▶ **Data records**:
══════

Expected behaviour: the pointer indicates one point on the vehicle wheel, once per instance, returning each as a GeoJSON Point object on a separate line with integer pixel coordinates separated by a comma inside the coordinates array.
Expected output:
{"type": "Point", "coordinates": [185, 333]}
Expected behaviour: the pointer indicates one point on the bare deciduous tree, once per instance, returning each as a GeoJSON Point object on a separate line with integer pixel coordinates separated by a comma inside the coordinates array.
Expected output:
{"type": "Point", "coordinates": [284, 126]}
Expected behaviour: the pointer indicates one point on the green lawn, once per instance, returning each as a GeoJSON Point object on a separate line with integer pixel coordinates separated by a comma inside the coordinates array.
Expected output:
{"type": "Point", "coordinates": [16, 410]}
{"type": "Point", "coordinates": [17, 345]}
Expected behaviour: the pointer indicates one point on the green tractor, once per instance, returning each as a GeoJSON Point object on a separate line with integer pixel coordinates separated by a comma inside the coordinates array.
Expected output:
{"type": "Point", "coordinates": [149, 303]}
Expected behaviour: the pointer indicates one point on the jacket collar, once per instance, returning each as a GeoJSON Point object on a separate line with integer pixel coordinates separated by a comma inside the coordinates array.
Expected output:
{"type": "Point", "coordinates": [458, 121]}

══════

▶ **Set exercise**: Write out each of the records above word for word, keeping every line in its original order and form.

▶ **Answer to this exercise**:
Expected behaviour: the pointer indicates one point on the vehicle wheel, once per instance, returning each as a GeoJSON Point object on a separate line with integer pixel coordinates separated by a comma inside the coordinates array.
Expected output:
{"type": "Point", "coordinates": [185, 333]}
Expected behaviour: the pointer indicates one point on the bare deciduous tree, once per instance, returning each as a GeoJSON Point object on a separate line with integer pixel coordinates separated by a comma inside the coordinates array.
Expected output:
{"type": "Point", "coordinates": [284, 126]}
Expected behaviour: the pointer indicates one point on the green lawn, once per instance, returning each as a GeoJSON Point object on a separate line with integer pixel coordinates separated by a comma inside the coordinates array.
Expected output:
{"type": "Point", "coordinates": [16, 410]}
{"type": "Point", "coordinates": [17, 345]}
Expected behaviour: the pointer indicates one point on the green tractor, once per instance, returning each as a GeoJSON Point object on a separate line with integer pixel coordinates separated by a comma inside the coordinates array.
Expected output:
{"type": "Point", "coordinates": [149, 303]}
Expected behaviour: the pointer indicates one point on the jacket collar, once per instance, returning each as a GeoJSON Point object on a separate line with integer pixel coordinates separated by a comma inside the coordinates array.
Expected output:
{"type": "Point", "coordinates": [458, 121]}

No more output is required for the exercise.